**REQUEST**
In every one of the records below, swap "put a marker" for "place a pin" and keep everything else the same. Leave the pictures out of your answer.

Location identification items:

'''

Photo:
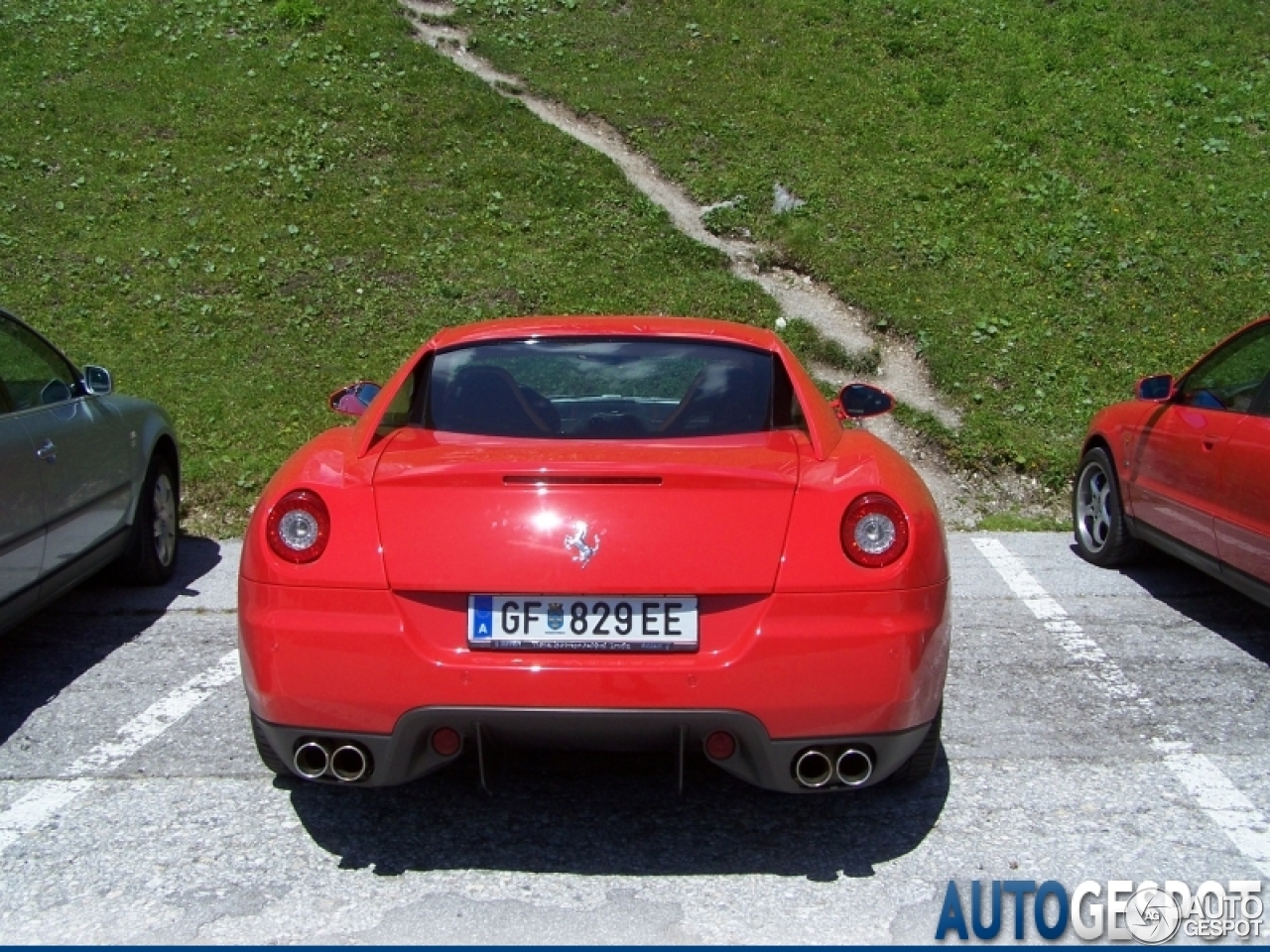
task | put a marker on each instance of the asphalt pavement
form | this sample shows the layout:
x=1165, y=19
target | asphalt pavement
x=1098, y=725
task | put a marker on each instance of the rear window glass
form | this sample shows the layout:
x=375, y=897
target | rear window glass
x=601, y=389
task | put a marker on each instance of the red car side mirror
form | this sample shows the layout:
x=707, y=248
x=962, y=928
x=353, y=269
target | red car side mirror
x=1157, y=389
x=353, y=399
x=858, y=400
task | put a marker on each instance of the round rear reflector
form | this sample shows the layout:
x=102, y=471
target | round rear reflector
x=445, y=742
x=720, y=746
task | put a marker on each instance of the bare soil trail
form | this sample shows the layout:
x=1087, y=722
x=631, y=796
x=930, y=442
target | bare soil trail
x=962, y=498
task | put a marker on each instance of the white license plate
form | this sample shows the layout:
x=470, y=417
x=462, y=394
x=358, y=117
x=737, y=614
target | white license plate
x=583, y=624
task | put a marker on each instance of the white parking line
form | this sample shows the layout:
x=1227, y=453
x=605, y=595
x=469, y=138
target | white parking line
x=50, y=796
x=1214, y=792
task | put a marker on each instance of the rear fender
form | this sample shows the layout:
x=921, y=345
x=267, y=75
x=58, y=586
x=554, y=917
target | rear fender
x=330, y=467
x=858, y=463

'''

**FINISHED ANSWER**
Photo:
task | place a pin on each instance of the asphalt pavement
form | this sample shows the layout:
x=1165, y=19
target | asphalt pavement
x=1098, y=725
task | place a pin on each instance of the rear window glass
form | this sample shows the layout:
x=375, y=897
target | rear window glass
x=601, y=389
task | place a pin on each instance of the red car side mirror
form | this sample shows the layout:
x=707, y=248
x=962, y=928
x=353, y=269
target | red car side mirror
x=1157, y=389
x=353, y=399
x=858, y=400
task | place a pin on each instance of the round rear reflector
form | this sample shows the layout:
x=102, y=471
target | round rear reflector
x=445, y=742
x=720, y=746
task | place a pin on each instance of the bare soil trail
form | this sample shows the layout:
x=1087, y=722
x=631, y=796
x=930, y=442
target | bare soil trail
x=962, y=498
task | place a pin on each instance of the white license plate
form | this sample shows the layout:
x=470, y=417
x=462, y=394
x=358, y=117
x=737, y=614
target | white license plate
x=583, y=624
task | place a pin on each instance of the white parking line
form | this sample shows the layout:
x=1227, y=453
x=605, y=595
x=469, y=138
target | white parking line
x=50, y=796
x=1214, y=792
task | place a pin on each instance of the rear fender
form | this sample shows the layout:
x=921, y=345
x=267, y=75
x=58, y=586
x=554, y=917
target | rear fender
x=330, y=467
x=858, y=463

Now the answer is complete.